** WRITTEN PROBLEM **
Your task is to repeat the listing exactly.

* Start DATA PROVIDED *

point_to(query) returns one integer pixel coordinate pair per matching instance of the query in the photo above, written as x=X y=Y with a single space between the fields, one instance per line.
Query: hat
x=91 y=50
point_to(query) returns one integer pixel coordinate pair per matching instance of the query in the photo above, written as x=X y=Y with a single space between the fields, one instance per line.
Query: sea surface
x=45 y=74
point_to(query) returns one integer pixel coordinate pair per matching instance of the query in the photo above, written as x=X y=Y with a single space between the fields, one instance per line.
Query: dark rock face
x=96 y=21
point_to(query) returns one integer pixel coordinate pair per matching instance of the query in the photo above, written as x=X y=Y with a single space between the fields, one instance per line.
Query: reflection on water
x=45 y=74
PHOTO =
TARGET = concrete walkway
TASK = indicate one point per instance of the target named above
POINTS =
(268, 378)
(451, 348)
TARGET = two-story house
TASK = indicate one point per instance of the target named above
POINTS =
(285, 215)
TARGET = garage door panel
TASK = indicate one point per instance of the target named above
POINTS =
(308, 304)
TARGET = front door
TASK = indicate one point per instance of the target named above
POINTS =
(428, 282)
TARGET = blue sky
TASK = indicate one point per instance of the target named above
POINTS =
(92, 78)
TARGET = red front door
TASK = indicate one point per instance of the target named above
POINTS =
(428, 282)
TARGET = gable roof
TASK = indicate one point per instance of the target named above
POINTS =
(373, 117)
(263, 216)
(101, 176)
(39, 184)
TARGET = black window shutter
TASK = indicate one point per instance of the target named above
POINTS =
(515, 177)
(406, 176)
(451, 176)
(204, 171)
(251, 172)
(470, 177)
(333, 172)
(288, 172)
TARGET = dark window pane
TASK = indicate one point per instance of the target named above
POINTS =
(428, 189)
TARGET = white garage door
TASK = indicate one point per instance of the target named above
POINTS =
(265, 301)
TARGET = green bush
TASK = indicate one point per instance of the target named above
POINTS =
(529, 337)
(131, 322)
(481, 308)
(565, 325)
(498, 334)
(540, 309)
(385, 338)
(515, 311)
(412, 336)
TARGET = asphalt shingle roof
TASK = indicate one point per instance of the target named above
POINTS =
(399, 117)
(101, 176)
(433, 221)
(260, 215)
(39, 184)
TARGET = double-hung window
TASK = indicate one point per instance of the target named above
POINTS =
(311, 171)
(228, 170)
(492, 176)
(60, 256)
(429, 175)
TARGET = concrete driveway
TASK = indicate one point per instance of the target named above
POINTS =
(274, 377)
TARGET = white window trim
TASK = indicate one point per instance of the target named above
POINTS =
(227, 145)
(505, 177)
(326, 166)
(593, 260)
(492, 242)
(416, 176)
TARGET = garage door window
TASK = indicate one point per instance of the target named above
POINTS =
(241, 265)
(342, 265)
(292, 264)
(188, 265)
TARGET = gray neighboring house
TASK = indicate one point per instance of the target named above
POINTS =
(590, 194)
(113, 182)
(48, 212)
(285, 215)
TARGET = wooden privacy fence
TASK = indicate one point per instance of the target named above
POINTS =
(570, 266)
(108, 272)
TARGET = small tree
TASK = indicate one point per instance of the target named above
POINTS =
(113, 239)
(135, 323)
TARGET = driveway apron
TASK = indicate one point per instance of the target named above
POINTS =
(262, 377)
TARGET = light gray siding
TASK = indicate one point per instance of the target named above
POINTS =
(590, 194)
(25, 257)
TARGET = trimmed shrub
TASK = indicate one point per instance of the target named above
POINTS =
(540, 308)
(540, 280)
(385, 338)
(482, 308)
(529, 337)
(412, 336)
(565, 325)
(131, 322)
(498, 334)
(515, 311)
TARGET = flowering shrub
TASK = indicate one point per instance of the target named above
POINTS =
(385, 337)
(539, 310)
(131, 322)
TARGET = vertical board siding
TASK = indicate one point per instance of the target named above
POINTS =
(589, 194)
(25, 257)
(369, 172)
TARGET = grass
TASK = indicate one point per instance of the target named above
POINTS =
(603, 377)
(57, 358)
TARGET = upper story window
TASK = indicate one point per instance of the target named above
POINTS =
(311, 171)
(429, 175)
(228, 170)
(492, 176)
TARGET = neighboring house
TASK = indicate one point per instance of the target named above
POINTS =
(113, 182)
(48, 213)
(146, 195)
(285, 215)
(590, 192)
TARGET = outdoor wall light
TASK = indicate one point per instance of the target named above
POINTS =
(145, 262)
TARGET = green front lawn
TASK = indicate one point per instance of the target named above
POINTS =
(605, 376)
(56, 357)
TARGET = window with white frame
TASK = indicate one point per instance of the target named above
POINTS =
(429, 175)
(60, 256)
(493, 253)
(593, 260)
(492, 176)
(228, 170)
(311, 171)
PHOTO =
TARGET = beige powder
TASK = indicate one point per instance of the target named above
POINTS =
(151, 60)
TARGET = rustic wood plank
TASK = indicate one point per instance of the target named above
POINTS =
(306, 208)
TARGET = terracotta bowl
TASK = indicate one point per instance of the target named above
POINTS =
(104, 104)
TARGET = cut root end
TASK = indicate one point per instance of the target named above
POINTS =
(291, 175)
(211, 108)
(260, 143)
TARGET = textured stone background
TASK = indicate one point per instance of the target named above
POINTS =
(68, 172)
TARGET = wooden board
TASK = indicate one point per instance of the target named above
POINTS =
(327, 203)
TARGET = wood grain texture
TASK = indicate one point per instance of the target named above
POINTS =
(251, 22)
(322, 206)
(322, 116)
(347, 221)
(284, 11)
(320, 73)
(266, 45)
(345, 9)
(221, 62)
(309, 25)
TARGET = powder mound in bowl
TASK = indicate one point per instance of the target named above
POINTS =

* End DATA PROVIDED *

** EXERCISE ANSWER **
point_to(query) returns one integer pixel coordinate pair per matching instance of the query in the photo above, written as x=X y=Y with a single space between the fields, one instance per line.
Query: hat
x=91 y=50
point_to(query) returns one integer pixel coordinate pair per matching instance of the query in the photo above, written as x=X y=Y with a single space between the fields, one instance per line.
Query: sea surface
x=45 y=74
point_to(query) returns one integer pixel coordinate pair per matching instance of the query in the photo above, written as x=X y=Y with a single space between the fields, one instance per line.
Query: dark rock face
x=96 y=21
point_to(query) returns one integer pixel coordinate pair per matching instance of the query in the photo above, written as x=X y=Y with a single space between the fields, one instance per line.
Query: reflection on water
x=45 y=74
PHOTO =
TARGET = concrete walkway
TASK = indicate one point per instance of the target named above
POINTS =
(268, 378)
(451, 348)
TARGET = two-story house
TASK = indicate one point per instance of the target named above
POINTS =
(285, 215)
TARGET = garage door panel
TASK = indicate one point per instance of the target named above
POINTS =
(308, 304)
TARGET = front door
TASK = indicate one point per instance of the target named above
POINTS =
(428, 282)
TARGET = blue sky
TASK = indicate one point per instance of the target named above
POINTS =
(92, 78)
TARGET = red front door
TASK = indicate one point per instance of the target named above
POINTS =
(428, 282)
TARGET = gable roof
TASK = indicate one point per instance of the target named above
POINTS =
(373, 117)
(263, 216)
(101, 176)
(39, 184)
TARGET = black window shutter
TASK = indicate one point per instance of the target named above
POINTS =
(515, 177)
(406, 176)
(451, 176)
(204, 171)
(251, 172)
(470, 177)
(333, 172)
(288, 172)
TARGET = dark window pane
TASK = indicate one point per instance of the target named above
POINTS =
(428, 189)
TARGET = white garage door
TASK = indicate one point per instance of the target named above
POINTS =
(265, 301)
TARGET = green bush
TASK = indicate one point per instance of the target named above
POINTS =
(529, 337)
(131, 322)
(481, 308)
(565, 325)
(498, 334)
(540, 309)
(385, 338)
(515, 311)
(412, 336)
TARGET = asphalt shingle roof
TASK = indicate one point per instance of the target named above
POINTS =
(399, 117)
(101, 176)
(433, 221)
(260, 215)
(39, 184)
TARGET = double-hung window
TASK = indicate one point per instance of the target named above
POINTS =
(311, 171)
(228, 170)
(492, 176)
(60, 256)
(429, 175)
TARGET = concrete driveway
TASK = indicate one point per instance of the target named above
POINTS =
(274, 377)
TARGET = white window trim
TASK = indicate one point per instance of the target named above
POINTS =
(227, 145)
(505, 177)
(326, 166)
(593, 260)
(492, 242)
(416, 176)
TARGET = garage door window
TASK = indicate one point per instance of the target named above
POINTS =
(241, 265)
(342, 265)
(292, 264)
(188, 265)
TARGET = gray neighboring house
TASK = indicate one point per instance of the target named above
POINTS =
(590, 194)
(113, 182)
(48, 212)
(285, 215)
TARGET = wooden privacy fence
TASK = indicate one point per instance of the target named above
POINTS =
(570, 266)
(108, 272)
TARGET = small tree
TASK = indicate one point per instance of the target named above
POINTS =
(113, 239)
(135, 323)
TARGET = driveway apron
TASK = indicate one point per instance of the target named above
POINTS =
(262, 377)
TARGET = light gray siding
TASK = indicate one point per instance of the target named above
POINTS =
(590, 194)
(25, 257)
TARGET = trimmed shrub
TASK = indicate one point per instance of the target named above
POINTS =
(540, 308)
(540, 280)
(385, 338)
(482, 308)
(529, 337)
(412, 336)
(565, 325)
(131, 322)
(498, 334)
(515, 311)
TARGET = flowering shrub
TASK = indicate one point per instance of the target named above
POINTS =
(385, 337)
(539, 310)
(131, 322)
TARGET = vertical board siding
TASK = indicate one point per instance of the target named above
POINTS =
(589, 194)
(25, 257)
(369, 172)
TARGET = grass
TASK = indicate one point per instance of the target named above
POINTS =
(603, 377)
(57, 358)
TARGET = upper story window
TASK = indicate one point per instance of the target named above
POINTS =
(311, 171)
(429, 175)
(228, 170)
(492, 176)
TARGET = neighboring house
TASK = indicate one point per instance of the target named above
POINTS =
(113, 182)
(48, 213)
(146, 195)
(285, 215)
(590, 192)
TARGET = outdoor wall light
TASK = indicate one point per instance of the target named above
POINTS =
(145, 262)
TARGET = green front lawn
TASK = indicate one point per instance of the target named above
POINTS =
(605, 376)
(56, 357)
TARGET = window with white frame
TASK = indicate one point per instance of the target named above
POINTS =
(429, 175)
(60, 256)
(493, 253)
(593, 260)
(492, 176)
(228, 170)
(311, 171)
PHOTO =
TARGET = beige powder
TASK = indicate one point per instance of the target named above
POINTS =
(151, 60)
TARGET = rustic wood plank
TASK = indicate one point per instance of the target named above
POINTS =
(306, 208)
TARGET = terracotta bowl
TASK = indicate one point per instance of the target named above
POINTS =
(104, 104)
TARGET = cut root end
TASK = indicate one point per instance of the target named above
POINTS =
(291, 175)
(211, 108)
(260, 143)
TARGET = textured stone background
TASK = indicate one point per instance of the target named above
POINTS =
(68, 172)
TARGET = wooden board
TASK = indicate one point per instance of the target named above
POINTS =
(327, 203)
TARGET = wood grain texture
TASK = indicate one point per instance of the target named above
POINTS =
(251, 22)
(322, 206)
(322, 116)
(347, 221)
(284, 11)
(320, 73)
(266, 45)
(345, 9)
(221, 62)
(309, 25)
TARGET = powder mound in bowl
TASK = indicate one point per instance of the target named above
POINTS =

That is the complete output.